══ SELECTED PASSAGE ══

White House to Host Spring Garden Tours This Weekend

WASHINGTON — The White House will continue the annual tradition of opening its gardens and South Grounds to the general public on Saturday, April 1 and Sunday, April 2.
The National Park Service expects about 40,000 people to take advantage of the tours, which are free and open to the public, though a daily timed ticket is required for all attendees, including small children.
The Park Service will distribute the timed tickets from a tent stationed outside the White House Visitor Center, located at 1450 Pennsylvania Avenue NW beginning at 8:30 a.m. each day, while supplies last.
The entrance for ticket holders will be located on 15th Street NW between E Street NW and Constitution Avenue NW.
The ADA entrance will be located at 15th Street NW and Alexander Hamilton Place NW.
Most Americans know the White House as the home and workplace of the president of the United States; fewer realize that its grounds are the nation’s oldest publicly maintained landscape.
Though George Washington never lived in the White House, he purchased what is now the South lawn of the executive mansion from a local tobacco farmer named Davy Burns in the hope that the property would be converted into a botanical garden.
While that plan never came to pass, John Adams, the first president to actually live at 1600 Pennsylvania Avenue, did request that a portion of the land be plowed and fertilized in anticipation of a large vegetable garden.
However, Thomas Jefferson’s victory in the 1800 presidential election prevented Adams from ever seeing the ground planted, and the nation’s third president had his own ideas about how the land should be used.
Jefferson wanted to see the White House surrounded by a grove of trees, and he is said to have planted hundreds of seedlings around the property, though not one is believed to have survived to today.
Jefferson also chose the location of a planned flower garden and was in office long enough to see walls and fences installed around the area.
President James Monroe not only increased the tree planting on the White House grounds, he is also reputed to have hired the first White House gardener, Charles Bizet.
But it was John Quincy Adams, an avid gardener, who took the White House grounds to a new level. He replaced Bizet with John Ousley, who remained the White House gardener for the next 30 years.
It was Adams, with Ousley’s help, who finally developed the flower gardens Jefferson had envisioned. The second President Adams was also the first chief executive to plant ornamental trees on the property, and he is said to have personally enjoyed planting seedlings for fruit trees, vegetables and assorted herbs himself.
In 1876, President Rutherford B. Hayes began the tradition of planting commemorative trees on the White House grounds. His was intended to commemorate the nation’s centennial. Today, there are more than three dozen commemorative trees spread throughout the property.
The rose garden came into being in 1913, when Ellen Wilson, first wife of Woodrow Wilson, had Jefferson’s colonial garden replaced. The so-called “West Garden,” which is located just outside the Oval Office, has been known as the Rose Garden ever since.
The first Mrs. Wilson also brought in the landscape designer Beatrix Farrand to the White House to landscape the East Side of the garden, the overall design of which remains almost exactly as she envisioned it.
However, both gardens got a makeover during the Kennedy administration.
In the case of the Rose Garden, President Kennedy had it redesigned to accommodate outdoor ceremonies.
The East Garden was also redesigned during this period, though work on it wasn’t completed until the Johnson administration.
When it was done, Lady Bird Johnson then dedicated the East Garden to Jacqueline Kennedy. Since then, the East Garden has been known variously as the Jacqueline Kennedy Garden, the First Ladies’ Garden and the East Garden.The other major piece of the property, the South Lawn, regularly serves as a “landing pad” for Marine One, the helicopter that ferries the president to Andrews Air Force Base, and as the site of any number of large events, ranging from significant bill signings, the welcoming of various sports champions and the annual Easter egg hunt.
In the most recent addition, First Lady Dr. Jill Biden added a floral cutting garden to the South Lawn.
Due to the coronavirus pandemic, this year marks only the second time the Biden administration has hosted the Spring Garden event.
If you miss out on tickets this time around, take heart, the White House grounds are open to the public twice a year: for the spring garden tour and again for the fall garden tour, typically in October.

═══

> [TASK INSTRUCTIONS]
a) In the White House garden article, who is President James Monroe reputed to have hired as the first White House gardener?
b) Please copy the White House garden article from "The rose garden came" up to and including "she envisioned it.".

══ DATA ══

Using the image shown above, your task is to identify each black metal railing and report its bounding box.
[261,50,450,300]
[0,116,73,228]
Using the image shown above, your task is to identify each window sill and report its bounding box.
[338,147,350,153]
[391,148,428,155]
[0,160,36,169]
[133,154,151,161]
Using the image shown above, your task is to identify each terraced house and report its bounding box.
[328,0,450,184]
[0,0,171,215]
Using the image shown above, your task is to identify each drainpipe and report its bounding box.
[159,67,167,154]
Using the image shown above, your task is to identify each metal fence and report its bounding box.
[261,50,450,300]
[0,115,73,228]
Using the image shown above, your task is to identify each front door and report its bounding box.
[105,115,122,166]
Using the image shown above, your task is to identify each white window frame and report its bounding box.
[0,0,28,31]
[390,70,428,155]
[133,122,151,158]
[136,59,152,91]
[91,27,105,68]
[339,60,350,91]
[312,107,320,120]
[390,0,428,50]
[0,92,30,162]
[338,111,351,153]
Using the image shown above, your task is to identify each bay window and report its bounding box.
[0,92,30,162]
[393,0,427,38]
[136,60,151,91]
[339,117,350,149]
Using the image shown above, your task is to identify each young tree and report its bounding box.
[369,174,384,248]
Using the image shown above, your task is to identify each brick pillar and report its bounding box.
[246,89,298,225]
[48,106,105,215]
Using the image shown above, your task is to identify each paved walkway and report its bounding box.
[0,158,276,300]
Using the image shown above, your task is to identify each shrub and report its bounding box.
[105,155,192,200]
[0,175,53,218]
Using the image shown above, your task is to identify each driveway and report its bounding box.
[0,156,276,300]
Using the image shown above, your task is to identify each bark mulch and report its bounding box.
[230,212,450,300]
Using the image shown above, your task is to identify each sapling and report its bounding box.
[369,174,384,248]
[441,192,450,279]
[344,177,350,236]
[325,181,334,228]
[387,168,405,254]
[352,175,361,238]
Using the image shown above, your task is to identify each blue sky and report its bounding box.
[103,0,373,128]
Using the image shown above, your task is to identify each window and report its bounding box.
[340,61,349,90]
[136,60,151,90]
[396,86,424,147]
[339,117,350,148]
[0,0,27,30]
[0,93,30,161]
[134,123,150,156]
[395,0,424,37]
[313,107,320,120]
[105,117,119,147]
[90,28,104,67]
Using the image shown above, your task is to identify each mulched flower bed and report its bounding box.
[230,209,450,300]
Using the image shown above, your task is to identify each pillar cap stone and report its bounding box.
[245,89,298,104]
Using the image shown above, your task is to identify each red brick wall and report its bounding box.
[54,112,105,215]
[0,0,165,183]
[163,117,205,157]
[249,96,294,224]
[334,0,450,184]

═══

> [ANSWERS TO THIS EXERCISE]
a) Charles Bizet.

b)
The rose garden came into being in 1913, when Ellen Wilson, first wife of Woodrow Wilson, had Jefferson’s colonial garden replaced. The so-called “West Garden,” which is located just outside the Oval Office, has been known as the Rose Garden ever since.
The first Mrs. Wilson also brought in the landscape designer Beatrix Farrand to the White House to landscape the East Side of the garden, the overall design of which remains almost exactly as she envisioned it.